## PASSAGE FOR REVIEW
----------

The fundamental issue in all these cases is whether our rights are defined by the ability to be left alone or by the opposing ability to compel others to do what we want them to. Is the right to force someone else to participate in your wedding or perform your abortion more compelling than the right to opt out of being forced to engage in behaviors that violate your deepest religious convictions?

America is a nation founded by religious dissenters. Its founding documents, from the Declaration of Independence to the Constitution and its Bill of Rights make the moral case for dissent. The Declaration of Independence begins by setting out a moral case for separation, for the divorce of authority, based on the moral principle of individual freedom. It makes government conditional on liberty, rather than making liberty conditional on government.

Today the national establishment is intolerant of dissent. It traps the current of freedom in dams of entitlements. It pits the right to be against the right to receive and makes certain that the right to receive, not only the property of others, but their very conscience, mind and liberty, always wins out.

The United States is following the European course of rendering the distinction between the state and the church irrelevant by making the state into the church and mandating that everyone worship it. As in 19th century Europe, deliberate clashes are being stirred up between the values of the state and religious values for the purpose of demonstrating that the values of the state are supreme.

----------

## MATERIAL SHOWN

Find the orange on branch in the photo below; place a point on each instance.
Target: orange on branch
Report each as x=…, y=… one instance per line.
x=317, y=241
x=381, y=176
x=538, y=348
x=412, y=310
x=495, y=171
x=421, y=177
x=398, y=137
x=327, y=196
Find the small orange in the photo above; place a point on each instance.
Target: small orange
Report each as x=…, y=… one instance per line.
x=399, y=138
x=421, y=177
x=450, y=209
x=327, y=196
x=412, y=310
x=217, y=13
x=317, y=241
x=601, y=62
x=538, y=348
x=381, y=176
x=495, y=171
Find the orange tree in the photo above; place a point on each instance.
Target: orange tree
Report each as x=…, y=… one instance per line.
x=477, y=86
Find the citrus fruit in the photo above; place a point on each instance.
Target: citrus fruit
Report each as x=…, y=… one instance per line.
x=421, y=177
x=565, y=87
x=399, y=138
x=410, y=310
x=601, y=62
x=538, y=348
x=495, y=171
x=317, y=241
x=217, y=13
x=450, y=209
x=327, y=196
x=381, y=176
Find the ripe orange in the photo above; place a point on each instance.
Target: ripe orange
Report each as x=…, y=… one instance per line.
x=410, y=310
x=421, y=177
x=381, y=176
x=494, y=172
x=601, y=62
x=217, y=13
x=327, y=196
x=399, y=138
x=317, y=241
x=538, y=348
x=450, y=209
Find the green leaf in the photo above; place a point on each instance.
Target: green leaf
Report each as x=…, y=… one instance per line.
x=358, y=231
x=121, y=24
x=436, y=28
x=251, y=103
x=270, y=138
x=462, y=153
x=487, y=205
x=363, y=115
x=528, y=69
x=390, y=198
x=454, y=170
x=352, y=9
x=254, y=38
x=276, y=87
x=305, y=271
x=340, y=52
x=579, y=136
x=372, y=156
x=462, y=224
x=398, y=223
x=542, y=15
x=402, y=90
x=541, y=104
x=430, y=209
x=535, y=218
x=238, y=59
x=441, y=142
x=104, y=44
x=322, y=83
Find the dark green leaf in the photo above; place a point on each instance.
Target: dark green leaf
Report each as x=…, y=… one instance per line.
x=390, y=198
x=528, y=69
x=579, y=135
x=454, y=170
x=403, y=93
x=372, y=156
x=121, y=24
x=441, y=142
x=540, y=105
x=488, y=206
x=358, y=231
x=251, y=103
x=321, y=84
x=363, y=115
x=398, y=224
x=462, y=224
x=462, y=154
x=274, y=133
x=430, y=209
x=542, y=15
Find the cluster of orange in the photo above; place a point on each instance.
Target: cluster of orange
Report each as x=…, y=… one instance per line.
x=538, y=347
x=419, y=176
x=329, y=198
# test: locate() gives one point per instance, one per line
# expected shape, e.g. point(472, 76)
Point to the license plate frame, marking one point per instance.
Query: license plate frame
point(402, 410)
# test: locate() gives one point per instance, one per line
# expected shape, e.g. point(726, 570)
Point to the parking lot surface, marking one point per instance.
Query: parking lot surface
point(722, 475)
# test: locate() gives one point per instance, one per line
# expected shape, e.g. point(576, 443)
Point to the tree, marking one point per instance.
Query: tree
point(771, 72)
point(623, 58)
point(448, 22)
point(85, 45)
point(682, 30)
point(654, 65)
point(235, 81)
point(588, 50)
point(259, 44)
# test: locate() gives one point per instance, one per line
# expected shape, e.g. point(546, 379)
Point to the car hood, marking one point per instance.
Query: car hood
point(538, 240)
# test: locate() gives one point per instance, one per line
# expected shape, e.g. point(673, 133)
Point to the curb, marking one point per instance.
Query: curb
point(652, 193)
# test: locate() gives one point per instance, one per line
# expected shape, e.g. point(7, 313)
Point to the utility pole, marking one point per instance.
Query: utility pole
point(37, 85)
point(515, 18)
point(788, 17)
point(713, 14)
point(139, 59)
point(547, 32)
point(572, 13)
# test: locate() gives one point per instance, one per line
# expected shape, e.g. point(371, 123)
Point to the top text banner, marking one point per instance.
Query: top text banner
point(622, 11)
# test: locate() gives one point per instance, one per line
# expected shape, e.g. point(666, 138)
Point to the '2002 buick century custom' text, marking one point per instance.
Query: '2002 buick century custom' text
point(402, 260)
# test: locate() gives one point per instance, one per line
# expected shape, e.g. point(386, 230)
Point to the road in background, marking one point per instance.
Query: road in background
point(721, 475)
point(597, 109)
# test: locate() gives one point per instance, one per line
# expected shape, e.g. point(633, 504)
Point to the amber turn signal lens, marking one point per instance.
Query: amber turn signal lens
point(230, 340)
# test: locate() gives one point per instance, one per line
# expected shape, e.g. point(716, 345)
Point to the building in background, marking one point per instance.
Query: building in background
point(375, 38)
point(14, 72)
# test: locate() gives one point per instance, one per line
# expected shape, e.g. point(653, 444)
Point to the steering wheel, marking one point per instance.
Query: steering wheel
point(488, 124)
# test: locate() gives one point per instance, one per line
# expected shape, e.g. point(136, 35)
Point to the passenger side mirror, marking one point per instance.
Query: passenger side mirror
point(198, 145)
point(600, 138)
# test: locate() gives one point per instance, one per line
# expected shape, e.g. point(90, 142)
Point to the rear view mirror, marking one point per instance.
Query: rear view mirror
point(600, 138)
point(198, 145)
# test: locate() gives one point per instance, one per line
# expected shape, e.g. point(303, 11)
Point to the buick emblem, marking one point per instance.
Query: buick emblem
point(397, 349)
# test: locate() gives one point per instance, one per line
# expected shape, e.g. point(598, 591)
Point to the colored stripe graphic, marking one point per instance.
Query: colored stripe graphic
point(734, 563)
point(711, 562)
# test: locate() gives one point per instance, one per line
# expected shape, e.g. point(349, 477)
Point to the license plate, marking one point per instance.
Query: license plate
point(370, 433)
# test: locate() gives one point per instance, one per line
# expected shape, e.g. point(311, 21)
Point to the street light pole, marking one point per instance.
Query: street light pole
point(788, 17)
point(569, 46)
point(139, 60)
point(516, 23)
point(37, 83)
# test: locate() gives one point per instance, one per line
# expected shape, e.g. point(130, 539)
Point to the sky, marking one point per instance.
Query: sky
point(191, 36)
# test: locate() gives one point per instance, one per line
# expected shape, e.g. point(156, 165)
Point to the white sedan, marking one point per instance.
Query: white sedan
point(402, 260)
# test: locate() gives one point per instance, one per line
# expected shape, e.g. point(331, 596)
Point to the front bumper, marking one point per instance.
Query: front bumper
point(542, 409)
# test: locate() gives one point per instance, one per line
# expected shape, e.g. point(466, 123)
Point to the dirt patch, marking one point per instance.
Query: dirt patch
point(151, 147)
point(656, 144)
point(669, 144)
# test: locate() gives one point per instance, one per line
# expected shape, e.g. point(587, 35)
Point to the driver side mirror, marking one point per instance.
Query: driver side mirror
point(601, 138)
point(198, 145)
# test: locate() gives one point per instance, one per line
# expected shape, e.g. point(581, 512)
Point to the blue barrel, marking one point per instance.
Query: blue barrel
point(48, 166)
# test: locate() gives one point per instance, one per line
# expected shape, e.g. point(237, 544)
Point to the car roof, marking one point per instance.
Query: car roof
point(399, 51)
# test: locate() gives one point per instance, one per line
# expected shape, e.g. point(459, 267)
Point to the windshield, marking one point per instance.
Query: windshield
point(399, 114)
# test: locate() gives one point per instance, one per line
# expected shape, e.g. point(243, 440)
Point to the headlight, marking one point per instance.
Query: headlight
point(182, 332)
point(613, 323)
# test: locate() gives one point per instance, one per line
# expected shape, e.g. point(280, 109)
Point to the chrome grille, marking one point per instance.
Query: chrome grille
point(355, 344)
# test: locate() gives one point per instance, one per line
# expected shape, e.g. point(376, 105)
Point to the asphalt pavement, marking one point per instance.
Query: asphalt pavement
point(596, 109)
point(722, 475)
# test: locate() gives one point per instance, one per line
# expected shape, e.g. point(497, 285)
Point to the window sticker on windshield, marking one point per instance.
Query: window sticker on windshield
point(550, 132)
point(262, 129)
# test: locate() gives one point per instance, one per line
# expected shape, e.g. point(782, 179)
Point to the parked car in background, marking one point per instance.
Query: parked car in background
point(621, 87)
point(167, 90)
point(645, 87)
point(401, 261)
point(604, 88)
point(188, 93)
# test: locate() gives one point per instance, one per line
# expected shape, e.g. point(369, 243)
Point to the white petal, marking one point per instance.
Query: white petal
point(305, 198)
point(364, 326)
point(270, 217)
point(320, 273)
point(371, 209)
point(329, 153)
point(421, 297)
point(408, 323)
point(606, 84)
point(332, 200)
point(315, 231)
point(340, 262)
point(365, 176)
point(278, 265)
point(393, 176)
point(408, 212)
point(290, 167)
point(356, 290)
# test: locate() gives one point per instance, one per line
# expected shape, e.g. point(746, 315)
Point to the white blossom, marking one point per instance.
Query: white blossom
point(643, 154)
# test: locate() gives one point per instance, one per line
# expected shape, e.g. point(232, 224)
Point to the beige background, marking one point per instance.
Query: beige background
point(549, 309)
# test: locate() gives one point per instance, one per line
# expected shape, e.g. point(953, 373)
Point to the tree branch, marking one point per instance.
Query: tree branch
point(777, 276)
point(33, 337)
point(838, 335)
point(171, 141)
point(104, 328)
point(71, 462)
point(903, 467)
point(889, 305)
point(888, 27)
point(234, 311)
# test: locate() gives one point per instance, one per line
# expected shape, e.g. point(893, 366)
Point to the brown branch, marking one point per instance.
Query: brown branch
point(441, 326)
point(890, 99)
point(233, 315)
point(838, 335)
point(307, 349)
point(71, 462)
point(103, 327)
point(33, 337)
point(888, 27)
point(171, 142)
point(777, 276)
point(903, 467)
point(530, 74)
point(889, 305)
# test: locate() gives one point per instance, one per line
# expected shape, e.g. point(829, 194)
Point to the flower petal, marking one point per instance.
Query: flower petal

----------

## REQUIRED ACTION
Please pick up the essay on religious dissent and state power, which appears above the rows, and continue it after its final sentence.

## OUTPUT
The expansion of state power is rapidly becoming limitless. The old legal justifications that linked Federal intervention in civil rights to interstate commerce and public accommodation have given way to a redefinition of any and all establishments as public accommodations. Courts argue that once an individual begins to sell a product or service, he loses access to all his Constitutional freedoms.

The core issue transcends the hot button social issues such as gay marriage and abortion embraced by the elites of a permissive society and addresses the deeper inversion of rights that is at the heart of the problem.

Reproductive rights and gay rights activists both campaigned to be left alone. There are still gay protests with placards arguing that their marriages are no one else's business and pro-abortion rallies demanding that politicians stay out of the bedroom. But if the marriage of Adam and Steve shouldn't be at the disposal of Harry and Julie, why should Harry's bakery and Julie's talent be at the disposal of Adam and Steve? If the government should stay out of the bedroom, then why must it dive into the bedroom to compel the owners of companies like Hobby Lobby to subsidize violations of their faith?

Cases like these show that the issue is not rights, but control. If the only way to obtain what you call your rights is by compelling someone else to give up theirs then what you are really demanding is not a right, but a means of imposing your values and your convictions on someone else. And that is not a matter of civil rights. It is an ideological and religious war with government siding with whoever has the most money to invest in strategic campaign contributions for the culture war.

Individual rights exist in the empty spaces that government is forced out of. Government rights however do not exist until everyone is forced to provide them. That is true of the redistribution of wealth and property, but it is even truer of the redistribution of freedom and the confiscation of conscience.

Whatever right government has to the seizure of wealth, it has none to the seizure of conscience. If there is any place that the government has no right to intrude, not in the name of social justice or political correctness or the progressive utopia awaiting us on the other side of the regulatory mirror, it is the territories of the First Amendment, sacred not only in idea, but also in practice.

There can be no faith, no ideas and no individuality without the First Amendment. Without the right to be left alone in your beliefs, your values and your convictions, there can be no other rights and the very notion of rights, no matter how often it is used to describe everything from free health care to gay marriage, cannot exist.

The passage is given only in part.